**WHAT YOU WILL DO:** Please pick out every line in the entries below that contains the string "yellow". Case counts, so match it with the same capitalization.

**ENTRIES:**

........

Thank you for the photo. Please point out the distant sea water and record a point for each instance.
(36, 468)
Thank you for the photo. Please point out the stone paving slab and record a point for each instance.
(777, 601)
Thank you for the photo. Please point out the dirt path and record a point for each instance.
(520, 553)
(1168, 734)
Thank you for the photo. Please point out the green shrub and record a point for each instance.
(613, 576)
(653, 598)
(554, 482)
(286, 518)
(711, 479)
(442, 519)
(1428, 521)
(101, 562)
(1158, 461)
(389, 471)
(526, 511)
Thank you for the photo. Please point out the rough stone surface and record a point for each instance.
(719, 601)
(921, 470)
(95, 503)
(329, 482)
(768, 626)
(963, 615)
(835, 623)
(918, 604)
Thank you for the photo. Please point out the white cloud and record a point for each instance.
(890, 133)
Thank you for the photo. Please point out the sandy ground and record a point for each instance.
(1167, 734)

........

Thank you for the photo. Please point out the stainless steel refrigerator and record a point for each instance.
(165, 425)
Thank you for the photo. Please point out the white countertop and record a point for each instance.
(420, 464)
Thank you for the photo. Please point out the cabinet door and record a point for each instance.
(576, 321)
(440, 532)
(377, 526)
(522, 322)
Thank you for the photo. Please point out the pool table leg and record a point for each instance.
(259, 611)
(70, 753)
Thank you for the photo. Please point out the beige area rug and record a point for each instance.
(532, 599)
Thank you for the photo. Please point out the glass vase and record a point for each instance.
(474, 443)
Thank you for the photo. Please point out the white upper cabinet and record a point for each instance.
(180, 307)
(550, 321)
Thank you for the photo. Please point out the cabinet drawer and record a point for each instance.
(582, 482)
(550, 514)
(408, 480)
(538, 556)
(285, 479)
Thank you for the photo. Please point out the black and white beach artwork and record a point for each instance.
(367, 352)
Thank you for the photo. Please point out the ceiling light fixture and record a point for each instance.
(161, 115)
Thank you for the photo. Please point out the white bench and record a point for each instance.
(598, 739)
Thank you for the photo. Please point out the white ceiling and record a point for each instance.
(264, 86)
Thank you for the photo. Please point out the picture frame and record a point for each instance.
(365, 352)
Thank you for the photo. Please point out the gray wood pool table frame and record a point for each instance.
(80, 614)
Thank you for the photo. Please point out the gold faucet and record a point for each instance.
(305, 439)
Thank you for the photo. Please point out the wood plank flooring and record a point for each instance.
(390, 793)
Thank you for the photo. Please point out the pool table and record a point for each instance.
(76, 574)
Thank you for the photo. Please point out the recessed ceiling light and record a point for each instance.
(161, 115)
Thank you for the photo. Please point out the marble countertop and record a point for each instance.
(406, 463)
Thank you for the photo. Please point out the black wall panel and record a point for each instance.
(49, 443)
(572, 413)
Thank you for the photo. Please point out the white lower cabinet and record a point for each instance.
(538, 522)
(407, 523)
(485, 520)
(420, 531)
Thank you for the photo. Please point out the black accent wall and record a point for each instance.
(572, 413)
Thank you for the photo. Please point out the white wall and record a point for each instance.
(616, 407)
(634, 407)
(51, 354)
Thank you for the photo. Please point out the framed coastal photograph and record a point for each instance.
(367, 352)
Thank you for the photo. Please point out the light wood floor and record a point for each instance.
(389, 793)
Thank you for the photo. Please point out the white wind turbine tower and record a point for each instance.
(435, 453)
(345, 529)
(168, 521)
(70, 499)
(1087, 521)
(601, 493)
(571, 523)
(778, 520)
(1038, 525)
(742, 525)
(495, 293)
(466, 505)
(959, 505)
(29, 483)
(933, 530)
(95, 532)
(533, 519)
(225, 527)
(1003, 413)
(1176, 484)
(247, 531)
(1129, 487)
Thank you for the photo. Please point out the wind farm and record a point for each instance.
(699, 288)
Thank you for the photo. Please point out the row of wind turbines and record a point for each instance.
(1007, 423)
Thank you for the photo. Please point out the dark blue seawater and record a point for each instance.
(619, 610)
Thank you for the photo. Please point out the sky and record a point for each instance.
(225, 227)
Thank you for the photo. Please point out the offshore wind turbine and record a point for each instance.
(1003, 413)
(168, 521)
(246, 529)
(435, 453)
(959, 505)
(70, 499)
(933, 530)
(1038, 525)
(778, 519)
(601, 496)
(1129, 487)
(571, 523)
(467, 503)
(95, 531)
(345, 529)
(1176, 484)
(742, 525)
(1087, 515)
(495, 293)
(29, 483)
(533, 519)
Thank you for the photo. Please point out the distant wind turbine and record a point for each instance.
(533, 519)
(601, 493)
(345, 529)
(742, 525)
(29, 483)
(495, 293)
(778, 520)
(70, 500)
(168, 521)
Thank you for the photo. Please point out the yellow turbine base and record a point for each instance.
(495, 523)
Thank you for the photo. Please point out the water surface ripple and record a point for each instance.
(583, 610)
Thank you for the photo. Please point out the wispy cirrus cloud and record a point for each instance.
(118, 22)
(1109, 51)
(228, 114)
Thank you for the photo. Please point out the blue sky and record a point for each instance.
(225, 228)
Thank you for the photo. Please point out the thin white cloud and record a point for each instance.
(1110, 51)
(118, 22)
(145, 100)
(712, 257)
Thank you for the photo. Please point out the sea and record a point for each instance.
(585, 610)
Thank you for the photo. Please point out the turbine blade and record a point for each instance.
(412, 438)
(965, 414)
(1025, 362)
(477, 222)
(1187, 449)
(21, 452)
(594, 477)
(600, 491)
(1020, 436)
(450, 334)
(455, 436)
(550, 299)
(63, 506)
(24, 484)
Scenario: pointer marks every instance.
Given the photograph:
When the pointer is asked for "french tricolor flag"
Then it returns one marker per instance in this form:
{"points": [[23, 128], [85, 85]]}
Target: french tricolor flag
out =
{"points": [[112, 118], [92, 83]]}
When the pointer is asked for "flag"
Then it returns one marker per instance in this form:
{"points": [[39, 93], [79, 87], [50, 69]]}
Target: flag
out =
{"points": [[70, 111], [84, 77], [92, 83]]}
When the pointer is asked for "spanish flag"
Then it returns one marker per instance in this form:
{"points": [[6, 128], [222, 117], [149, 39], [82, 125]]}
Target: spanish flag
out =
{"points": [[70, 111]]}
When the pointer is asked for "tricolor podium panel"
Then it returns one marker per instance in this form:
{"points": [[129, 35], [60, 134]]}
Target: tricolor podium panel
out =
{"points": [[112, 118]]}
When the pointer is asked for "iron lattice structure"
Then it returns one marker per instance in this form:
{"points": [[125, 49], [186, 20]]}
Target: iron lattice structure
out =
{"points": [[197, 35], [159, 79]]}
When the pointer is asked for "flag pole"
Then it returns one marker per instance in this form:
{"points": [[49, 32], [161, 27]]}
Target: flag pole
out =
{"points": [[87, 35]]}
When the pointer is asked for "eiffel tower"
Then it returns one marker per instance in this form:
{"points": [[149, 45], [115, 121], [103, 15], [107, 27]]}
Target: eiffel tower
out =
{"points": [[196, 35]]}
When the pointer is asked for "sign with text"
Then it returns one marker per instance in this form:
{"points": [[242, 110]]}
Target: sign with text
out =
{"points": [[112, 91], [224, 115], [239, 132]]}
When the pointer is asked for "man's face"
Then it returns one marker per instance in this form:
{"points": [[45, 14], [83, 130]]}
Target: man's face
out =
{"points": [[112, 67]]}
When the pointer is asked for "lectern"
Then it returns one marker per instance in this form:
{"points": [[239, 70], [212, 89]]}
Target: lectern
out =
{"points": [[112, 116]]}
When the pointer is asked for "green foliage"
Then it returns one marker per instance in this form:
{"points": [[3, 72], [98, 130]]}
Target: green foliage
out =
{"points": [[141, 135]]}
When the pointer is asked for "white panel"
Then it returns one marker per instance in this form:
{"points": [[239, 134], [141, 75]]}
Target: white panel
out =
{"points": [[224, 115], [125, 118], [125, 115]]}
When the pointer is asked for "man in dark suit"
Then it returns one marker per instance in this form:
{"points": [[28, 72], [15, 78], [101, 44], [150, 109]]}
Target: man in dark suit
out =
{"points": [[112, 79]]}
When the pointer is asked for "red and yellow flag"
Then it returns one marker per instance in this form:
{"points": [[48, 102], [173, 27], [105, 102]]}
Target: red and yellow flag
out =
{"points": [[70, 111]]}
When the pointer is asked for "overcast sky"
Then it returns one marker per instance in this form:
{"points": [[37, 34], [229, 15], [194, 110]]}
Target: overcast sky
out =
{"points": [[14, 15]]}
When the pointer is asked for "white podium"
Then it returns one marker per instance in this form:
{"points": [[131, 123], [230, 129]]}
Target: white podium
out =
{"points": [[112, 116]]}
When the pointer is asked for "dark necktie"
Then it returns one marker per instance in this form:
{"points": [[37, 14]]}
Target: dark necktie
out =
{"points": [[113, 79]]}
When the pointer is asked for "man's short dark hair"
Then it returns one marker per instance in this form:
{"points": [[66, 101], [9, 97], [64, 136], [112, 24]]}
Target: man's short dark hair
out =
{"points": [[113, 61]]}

........

**ANSWER:**
Thank you for the photo. Please point out the yellow turbine base and record a point for each instance.
When the pointer is asked for "red and yellow flag"
Target: red and yellow flag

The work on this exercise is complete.